----- Text passage -----

Net revenues for the fiscal quarter ended March 31, 2012 were $55.8 million versus $59.5 million for the comparable prior year period. Net earnings attributable to VPG stockholders for the fiscal quarter ended March 31, 2012 were $1.6 million, or $0.12 per diluted share, versus $3.3 million, or $0.24 per diluted share, for the comparable prior year period.
Financial Metrics
We utilize several financial measures and metrics to evaluate the performance and assess the future direction of our business. These key financial measures and metrics include net revenues, gross profit margin, end-of-period backlog, book-to-bill ratio, and inventory turnover.
Gross profit margin is computed as gross profit as a percentage of net revenues. Gross profit is generally net revenues less costs of products sold, but could also include certain other period costs. Gross profit margin is primarily a function of net revenues, but also reflects our cost-cutting programs and our ability to contain fixed costs.
End-of-period backlog is one indicator of potential future sales. We include in our backlog only open orders that have been released by the customer for shipment in the next twelve months. If demand falls below customers' forecasts, or if customers do not control their inventory effectively, they may cancel or reschedule the shipments that are included in our backlog, in many instances without the payment of any penalty. Therefore, the backlog is not necessarily indicative of the results to be expected for future periods.

-----

## Tasks:
a - In the earnings passage, which key financial measures and metrics does the company say it uses to evaluate its business?
b - Copy out everything in the earnings passage from "Net revenues for" down to "and inventory turnover.".
These rows have no connection to the earnings passage.

----- Given information -----

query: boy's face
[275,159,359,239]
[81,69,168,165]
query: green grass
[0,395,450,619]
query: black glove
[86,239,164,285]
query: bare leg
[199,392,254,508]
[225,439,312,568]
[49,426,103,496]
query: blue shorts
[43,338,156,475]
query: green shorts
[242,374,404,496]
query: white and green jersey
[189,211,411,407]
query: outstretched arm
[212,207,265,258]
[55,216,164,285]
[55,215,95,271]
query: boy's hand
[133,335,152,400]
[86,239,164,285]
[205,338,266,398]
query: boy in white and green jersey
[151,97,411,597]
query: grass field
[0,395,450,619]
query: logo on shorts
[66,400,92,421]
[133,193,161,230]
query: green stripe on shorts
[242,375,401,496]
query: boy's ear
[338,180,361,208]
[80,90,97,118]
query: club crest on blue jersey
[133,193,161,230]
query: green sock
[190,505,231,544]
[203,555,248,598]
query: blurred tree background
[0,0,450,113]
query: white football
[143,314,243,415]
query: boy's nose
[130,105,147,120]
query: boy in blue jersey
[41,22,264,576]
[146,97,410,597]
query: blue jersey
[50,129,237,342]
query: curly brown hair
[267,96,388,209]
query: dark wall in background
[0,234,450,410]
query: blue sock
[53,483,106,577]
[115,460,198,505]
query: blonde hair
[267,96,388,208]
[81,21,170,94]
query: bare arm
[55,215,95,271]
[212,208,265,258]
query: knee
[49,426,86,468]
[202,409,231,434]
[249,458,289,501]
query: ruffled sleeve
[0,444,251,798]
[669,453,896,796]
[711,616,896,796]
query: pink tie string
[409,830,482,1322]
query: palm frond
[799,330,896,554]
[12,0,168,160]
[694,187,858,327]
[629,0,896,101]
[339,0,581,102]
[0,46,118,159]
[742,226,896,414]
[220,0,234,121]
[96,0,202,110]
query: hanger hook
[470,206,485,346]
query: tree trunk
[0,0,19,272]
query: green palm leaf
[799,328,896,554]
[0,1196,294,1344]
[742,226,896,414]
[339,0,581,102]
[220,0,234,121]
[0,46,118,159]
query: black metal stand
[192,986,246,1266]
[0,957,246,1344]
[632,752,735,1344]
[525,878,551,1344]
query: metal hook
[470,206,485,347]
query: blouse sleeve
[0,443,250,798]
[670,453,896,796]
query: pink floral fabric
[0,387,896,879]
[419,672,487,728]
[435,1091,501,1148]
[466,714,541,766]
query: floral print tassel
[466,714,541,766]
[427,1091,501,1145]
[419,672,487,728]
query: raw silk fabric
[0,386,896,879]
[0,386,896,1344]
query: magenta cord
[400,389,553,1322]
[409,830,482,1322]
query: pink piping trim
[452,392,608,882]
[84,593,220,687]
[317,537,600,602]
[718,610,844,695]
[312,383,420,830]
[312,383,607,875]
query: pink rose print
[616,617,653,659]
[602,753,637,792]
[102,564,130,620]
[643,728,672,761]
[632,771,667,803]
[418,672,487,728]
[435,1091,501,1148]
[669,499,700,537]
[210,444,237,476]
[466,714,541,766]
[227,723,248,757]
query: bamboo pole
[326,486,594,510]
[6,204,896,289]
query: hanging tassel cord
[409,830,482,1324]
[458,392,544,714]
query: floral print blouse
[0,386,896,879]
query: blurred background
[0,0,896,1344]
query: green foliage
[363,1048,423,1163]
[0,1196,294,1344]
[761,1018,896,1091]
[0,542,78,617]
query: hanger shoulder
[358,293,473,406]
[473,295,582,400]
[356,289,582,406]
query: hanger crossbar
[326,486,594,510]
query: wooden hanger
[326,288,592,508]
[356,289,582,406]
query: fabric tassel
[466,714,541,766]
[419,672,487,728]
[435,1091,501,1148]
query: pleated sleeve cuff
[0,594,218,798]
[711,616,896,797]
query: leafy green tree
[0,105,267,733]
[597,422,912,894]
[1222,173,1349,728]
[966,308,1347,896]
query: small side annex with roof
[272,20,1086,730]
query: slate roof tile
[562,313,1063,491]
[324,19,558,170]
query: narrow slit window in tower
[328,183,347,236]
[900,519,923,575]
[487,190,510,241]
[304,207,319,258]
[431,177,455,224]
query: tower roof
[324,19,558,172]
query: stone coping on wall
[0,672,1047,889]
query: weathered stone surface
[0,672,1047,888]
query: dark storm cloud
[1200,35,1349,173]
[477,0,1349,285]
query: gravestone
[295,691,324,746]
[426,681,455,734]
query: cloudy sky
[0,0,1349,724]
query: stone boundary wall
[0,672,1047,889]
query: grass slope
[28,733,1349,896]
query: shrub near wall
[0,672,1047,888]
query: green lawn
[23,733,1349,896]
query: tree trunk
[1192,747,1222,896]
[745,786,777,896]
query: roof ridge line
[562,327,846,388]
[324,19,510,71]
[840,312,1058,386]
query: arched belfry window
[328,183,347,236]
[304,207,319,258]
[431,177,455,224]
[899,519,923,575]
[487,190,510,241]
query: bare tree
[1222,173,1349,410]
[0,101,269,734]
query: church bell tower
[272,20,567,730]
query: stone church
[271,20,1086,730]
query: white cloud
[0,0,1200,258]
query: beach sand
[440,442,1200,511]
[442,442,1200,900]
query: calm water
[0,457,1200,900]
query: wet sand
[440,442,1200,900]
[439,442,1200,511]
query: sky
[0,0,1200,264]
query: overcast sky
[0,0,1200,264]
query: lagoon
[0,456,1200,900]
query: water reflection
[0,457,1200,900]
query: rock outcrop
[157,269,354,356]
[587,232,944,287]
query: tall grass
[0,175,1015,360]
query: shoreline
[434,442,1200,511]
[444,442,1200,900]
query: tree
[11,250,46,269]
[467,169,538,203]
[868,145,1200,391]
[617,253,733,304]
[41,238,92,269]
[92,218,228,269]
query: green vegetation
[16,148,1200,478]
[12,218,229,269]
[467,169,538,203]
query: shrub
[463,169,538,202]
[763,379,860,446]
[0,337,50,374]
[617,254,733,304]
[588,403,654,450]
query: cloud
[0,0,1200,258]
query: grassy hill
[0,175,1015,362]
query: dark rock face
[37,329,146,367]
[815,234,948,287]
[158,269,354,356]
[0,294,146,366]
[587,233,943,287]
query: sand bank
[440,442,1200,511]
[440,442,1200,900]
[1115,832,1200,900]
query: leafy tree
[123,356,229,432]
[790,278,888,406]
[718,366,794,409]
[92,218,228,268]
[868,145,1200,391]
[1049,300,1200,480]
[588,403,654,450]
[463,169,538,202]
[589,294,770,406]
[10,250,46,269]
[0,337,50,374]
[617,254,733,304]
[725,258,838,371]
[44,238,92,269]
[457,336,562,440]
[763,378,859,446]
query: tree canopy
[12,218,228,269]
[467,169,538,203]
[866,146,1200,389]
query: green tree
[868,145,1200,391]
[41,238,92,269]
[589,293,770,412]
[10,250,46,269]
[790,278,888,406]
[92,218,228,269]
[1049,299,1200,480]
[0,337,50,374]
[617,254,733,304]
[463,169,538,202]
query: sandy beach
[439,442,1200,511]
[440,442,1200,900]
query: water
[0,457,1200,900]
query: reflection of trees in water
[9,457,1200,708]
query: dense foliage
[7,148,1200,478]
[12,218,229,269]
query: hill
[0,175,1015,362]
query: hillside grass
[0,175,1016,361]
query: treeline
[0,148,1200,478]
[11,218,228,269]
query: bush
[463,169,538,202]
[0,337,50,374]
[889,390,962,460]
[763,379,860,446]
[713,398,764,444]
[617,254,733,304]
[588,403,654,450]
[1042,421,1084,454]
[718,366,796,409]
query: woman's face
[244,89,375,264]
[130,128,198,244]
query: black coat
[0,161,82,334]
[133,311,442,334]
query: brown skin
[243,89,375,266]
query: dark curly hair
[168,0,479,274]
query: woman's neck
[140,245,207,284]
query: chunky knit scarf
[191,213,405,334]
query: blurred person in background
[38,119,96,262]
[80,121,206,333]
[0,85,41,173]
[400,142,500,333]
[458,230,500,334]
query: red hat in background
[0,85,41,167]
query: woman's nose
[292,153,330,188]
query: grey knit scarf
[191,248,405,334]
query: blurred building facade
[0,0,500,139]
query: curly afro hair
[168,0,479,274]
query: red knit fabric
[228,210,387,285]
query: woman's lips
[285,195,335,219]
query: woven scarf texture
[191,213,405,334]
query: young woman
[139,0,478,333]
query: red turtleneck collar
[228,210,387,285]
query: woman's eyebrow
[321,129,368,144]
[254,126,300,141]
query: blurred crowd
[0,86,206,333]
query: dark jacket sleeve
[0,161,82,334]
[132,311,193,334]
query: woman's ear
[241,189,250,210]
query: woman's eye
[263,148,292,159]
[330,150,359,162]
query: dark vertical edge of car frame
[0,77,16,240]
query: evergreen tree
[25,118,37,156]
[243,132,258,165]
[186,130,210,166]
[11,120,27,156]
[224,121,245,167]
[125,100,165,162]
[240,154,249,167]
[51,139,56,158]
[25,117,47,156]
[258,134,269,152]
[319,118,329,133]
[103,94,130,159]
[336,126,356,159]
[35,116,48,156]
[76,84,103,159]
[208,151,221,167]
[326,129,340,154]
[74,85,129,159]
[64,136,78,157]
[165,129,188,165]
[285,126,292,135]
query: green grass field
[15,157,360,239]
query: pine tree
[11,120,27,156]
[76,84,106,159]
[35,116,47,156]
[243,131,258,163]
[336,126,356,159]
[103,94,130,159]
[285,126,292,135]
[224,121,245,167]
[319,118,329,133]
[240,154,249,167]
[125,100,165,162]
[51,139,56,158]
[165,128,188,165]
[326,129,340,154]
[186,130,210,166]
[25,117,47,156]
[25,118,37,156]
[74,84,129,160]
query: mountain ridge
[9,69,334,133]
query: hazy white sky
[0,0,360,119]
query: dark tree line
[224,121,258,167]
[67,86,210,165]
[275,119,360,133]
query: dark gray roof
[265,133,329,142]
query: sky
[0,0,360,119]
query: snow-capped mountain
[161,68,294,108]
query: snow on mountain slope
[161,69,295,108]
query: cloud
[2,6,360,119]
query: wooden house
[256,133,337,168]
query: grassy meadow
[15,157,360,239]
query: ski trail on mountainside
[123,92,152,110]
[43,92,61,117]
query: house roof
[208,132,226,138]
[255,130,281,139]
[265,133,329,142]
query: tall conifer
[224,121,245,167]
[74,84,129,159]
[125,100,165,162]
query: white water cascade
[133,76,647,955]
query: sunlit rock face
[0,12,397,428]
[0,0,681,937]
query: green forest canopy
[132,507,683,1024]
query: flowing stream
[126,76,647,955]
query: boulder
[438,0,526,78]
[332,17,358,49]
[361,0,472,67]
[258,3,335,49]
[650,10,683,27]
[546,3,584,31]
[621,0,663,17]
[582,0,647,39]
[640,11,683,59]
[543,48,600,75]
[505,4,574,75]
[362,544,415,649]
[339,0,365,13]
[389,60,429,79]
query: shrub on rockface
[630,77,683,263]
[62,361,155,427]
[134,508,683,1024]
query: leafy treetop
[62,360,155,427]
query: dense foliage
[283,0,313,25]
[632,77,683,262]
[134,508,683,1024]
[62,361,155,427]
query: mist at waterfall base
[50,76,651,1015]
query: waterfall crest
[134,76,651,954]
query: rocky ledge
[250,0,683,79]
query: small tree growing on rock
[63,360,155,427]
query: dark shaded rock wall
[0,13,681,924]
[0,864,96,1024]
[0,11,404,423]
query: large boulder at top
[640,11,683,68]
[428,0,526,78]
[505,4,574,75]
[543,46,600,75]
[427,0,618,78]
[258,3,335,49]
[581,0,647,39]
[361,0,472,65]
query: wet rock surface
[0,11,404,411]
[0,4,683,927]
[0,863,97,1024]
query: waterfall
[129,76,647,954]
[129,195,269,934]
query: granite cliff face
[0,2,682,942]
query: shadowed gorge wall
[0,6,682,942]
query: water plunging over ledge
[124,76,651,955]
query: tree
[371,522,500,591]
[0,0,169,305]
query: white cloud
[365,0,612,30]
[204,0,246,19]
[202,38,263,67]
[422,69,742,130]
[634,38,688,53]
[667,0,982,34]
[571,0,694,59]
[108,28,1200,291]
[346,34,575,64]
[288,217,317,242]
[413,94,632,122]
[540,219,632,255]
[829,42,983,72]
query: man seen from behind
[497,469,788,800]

-----

## Results of the tasks:
a -
- net revenues
- gross profit margin
- end-of-period backlog
- book-to-bill ratio
- inventory turnover

b -
Net revenues for the fiscal quarter ended March 31, 2012 were $55.8 million versus $59.5 million for the comparable prior year period. Net earnings attributable to VPG stockholders for the fiscal quarter ended March 31, 2012 were $1.6 million, or $0.12 per diluted share, versus $3.3 million, or $0.24 per diluted share, for the comparable prior year period.
Financial Metrics
We utilize several financial measures and metrics to evaluate the performance and assess the future direction of our business. These key financial measures and metrics include net revenues, gross profit margin, end-of-period backlog, book-to-bill ratio, and inventory turnover.